[Saved entries]
┄┄┄┄┄┄┄┄┄┄

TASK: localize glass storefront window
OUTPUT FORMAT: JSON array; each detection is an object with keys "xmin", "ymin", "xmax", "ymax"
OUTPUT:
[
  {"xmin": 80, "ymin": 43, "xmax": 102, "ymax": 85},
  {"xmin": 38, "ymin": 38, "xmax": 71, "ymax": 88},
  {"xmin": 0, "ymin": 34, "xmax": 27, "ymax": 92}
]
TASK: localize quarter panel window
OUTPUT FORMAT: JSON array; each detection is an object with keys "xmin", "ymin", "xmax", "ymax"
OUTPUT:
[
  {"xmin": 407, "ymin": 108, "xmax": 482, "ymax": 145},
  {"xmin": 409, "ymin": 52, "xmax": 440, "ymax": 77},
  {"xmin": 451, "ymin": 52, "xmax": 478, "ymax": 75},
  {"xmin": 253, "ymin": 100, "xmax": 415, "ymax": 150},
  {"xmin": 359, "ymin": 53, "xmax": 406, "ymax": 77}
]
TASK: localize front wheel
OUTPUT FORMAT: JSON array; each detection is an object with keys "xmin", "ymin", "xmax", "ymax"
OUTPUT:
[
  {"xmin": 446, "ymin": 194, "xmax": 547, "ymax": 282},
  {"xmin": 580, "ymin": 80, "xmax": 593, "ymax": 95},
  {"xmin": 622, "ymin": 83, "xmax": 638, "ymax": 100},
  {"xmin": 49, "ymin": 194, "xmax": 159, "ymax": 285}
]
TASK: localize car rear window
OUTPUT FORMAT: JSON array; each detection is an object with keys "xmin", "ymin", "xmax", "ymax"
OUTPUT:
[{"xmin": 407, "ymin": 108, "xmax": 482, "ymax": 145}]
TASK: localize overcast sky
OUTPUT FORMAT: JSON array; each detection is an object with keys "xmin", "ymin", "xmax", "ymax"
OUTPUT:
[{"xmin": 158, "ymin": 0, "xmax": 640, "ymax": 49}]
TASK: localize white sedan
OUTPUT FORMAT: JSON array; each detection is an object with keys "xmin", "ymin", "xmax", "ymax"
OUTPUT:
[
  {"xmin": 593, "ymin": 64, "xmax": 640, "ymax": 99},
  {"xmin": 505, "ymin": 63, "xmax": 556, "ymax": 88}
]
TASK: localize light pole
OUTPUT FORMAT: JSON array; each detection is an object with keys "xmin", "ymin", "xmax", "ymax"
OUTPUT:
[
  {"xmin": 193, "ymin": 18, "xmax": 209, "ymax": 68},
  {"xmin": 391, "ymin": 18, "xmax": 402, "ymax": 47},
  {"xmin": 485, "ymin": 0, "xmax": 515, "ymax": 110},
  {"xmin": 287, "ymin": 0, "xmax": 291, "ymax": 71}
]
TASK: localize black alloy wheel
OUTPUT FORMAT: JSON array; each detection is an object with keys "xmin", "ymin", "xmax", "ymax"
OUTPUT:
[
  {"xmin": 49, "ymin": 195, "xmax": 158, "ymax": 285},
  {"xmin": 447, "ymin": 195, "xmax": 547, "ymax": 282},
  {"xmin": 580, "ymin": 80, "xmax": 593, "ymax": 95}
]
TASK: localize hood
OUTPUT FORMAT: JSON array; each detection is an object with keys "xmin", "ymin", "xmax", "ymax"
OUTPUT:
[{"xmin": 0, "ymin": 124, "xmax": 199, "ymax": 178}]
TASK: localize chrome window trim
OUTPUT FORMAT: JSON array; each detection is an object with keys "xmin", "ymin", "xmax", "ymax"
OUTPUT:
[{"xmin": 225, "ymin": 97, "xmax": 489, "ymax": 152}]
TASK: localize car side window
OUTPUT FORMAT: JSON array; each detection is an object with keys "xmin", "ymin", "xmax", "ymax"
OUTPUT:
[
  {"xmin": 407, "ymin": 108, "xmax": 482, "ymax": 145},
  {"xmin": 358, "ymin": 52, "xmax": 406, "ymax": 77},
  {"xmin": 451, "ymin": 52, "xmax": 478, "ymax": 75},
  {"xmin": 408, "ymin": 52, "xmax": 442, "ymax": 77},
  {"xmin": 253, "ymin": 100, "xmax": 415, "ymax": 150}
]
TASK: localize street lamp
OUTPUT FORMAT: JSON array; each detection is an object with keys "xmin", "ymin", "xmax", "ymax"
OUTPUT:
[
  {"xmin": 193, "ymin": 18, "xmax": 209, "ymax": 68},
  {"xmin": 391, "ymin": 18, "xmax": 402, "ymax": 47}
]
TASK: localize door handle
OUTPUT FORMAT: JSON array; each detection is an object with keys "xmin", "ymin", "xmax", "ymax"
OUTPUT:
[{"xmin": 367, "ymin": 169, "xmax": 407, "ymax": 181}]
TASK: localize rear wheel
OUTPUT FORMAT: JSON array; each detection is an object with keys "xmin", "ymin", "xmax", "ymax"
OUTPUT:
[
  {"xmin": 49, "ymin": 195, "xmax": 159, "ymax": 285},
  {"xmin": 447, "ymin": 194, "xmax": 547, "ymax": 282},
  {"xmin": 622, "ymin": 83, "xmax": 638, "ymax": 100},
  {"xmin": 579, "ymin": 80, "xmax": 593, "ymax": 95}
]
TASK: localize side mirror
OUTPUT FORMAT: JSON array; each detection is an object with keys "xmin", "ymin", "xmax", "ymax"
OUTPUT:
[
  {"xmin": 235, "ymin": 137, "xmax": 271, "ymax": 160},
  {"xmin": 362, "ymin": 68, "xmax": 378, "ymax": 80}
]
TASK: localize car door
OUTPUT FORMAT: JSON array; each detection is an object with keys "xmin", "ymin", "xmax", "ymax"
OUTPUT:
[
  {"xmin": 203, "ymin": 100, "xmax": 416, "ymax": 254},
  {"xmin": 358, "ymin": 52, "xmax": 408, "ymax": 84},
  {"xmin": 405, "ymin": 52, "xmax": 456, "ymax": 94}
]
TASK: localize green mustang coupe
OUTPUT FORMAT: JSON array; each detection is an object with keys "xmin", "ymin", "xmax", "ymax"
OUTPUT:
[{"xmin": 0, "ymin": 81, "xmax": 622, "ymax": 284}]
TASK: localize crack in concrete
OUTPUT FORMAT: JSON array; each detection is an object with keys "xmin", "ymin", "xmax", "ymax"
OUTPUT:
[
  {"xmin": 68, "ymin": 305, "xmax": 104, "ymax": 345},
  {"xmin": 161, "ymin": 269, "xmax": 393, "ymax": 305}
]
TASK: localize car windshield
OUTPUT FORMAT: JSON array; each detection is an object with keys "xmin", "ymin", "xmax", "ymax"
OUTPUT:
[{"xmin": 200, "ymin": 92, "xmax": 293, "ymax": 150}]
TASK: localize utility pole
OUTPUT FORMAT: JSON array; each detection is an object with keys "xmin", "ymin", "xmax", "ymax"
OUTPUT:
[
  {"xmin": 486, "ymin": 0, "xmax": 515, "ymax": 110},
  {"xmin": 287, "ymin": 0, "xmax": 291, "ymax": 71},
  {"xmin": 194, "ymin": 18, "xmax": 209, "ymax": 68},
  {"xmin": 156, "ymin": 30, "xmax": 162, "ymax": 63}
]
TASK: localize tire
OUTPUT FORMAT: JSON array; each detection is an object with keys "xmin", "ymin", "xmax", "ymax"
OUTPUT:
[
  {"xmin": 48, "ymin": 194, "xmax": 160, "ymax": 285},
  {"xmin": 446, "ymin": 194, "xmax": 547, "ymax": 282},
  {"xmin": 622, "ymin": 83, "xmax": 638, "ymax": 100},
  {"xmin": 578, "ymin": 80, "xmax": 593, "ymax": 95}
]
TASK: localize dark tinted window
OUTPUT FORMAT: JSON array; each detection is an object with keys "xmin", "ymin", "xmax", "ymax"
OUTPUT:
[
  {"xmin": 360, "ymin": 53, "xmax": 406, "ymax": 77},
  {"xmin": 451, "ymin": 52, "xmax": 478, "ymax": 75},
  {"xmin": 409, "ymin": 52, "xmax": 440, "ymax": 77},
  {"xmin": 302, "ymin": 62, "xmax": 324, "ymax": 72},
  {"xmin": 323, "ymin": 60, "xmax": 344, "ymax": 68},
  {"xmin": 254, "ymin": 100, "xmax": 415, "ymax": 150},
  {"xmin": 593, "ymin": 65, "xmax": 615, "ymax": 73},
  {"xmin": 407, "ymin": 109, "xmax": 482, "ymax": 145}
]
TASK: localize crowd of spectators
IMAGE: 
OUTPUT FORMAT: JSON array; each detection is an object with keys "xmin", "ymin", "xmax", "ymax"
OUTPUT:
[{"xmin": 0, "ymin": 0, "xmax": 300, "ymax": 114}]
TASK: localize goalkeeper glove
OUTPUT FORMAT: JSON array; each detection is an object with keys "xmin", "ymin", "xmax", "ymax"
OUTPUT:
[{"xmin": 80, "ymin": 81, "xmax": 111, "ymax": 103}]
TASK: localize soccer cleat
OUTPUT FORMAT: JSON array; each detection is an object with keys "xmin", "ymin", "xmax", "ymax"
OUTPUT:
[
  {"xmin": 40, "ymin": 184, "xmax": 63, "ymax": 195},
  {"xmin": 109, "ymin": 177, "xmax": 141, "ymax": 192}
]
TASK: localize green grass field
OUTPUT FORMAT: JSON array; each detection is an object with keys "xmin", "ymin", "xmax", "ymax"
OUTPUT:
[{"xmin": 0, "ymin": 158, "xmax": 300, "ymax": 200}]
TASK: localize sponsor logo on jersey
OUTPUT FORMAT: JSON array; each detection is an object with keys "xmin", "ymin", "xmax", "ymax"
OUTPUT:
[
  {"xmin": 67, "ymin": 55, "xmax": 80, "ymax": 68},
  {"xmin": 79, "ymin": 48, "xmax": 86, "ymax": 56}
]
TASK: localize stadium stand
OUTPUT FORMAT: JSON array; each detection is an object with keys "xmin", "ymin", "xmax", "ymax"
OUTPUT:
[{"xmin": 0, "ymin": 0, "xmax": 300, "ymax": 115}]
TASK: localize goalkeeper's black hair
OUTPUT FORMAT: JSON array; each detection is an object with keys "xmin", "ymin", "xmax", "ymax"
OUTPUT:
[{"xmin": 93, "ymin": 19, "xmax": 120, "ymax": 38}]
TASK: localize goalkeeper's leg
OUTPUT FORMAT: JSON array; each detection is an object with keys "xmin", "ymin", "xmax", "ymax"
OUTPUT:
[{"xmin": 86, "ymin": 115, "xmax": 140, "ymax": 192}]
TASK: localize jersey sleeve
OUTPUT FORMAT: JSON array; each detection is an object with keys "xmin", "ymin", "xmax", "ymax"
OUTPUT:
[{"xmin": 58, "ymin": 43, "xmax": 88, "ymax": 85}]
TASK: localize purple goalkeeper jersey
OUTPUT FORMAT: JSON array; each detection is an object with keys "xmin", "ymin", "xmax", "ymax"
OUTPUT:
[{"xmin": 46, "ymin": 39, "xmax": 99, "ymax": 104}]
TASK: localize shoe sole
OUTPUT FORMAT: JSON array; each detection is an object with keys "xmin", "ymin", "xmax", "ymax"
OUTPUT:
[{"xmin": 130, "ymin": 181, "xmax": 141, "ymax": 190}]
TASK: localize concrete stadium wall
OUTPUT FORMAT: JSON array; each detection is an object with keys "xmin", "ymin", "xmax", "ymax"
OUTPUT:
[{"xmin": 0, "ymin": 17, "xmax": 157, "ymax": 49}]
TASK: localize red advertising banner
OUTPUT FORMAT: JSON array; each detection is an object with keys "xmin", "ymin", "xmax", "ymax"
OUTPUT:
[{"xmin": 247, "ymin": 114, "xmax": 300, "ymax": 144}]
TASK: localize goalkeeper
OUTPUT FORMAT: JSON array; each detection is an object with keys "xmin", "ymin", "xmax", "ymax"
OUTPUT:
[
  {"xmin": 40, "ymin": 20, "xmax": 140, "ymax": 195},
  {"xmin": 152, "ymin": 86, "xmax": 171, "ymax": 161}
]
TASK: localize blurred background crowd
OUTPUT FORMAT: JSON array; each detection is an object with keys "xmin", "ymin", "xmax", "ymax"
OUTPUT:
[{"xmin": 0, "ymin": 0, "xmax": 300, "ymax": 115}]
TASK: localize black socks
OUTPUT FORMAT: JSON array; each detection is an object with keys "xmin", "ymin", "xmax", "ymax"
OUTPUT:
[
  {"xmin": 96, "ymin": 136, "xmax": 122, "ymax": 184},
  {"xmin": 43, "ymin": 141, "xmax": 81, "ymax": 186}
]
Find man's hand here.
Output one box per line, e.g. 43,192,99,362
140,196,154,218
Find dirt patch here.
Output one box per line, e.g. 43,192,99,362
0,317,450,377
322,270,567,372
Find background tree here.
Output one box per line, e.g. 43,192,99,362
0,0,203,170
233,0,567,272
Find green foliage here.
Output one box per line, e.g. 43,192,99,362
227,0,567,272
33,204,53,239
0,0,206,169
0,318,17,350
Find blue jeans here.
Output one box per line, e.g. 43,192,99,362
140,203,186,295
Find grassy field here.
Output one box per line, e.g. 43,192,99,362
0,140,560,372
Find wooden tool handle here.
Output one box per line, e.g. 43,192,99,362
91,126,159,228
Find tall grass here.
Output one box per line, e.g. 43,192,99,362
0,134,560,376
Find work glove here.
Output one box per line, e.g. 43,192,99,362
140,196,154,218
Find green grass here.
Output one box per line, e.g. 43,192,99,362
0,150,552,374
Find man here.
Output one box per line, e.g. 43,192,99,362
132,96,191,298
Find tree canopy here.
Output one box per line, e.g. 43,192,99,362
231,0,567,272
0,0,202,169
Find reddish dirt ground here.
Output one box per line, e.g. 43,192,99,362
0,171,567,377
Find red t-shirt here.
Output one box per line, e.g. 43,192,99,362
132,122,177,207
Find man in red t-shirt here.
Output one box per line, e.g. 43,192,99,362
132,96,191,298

┄┄┄┄┄┄┄┄┄┄

Copy out the records from the line containing "TASK: localize black socks" through the line containing "233,0,567,272", inclusive, with their requests, and shift every bounding-box coordinate in the answers up by 95. Leave the requests and their format samples unchanged.

TASK: localize black socks
OUTPUT FORMAT: JSON array; each detection is an object with keys "xmin", "ymin", "xmax", "ymax"
OUTPUT:
[
  {"xmin": 191, "ymin": 231, "xmax": 217, "ymax": 279},
  {"xmin": 138, "ymin": 236, "xmax": 176, "ymax": 281}
]
Find man's hand here.
Output one box per line, e.g. 43,192,99,362
235,291,249,313
Find dirt patch here.
Output one box per line, e.g. 43,192,99,362
95,412,545,472
417,365,662,467
Find background tree here.
Output one box per line, e.g. 43,192,99,362
95,95,298,265
328,95,662,367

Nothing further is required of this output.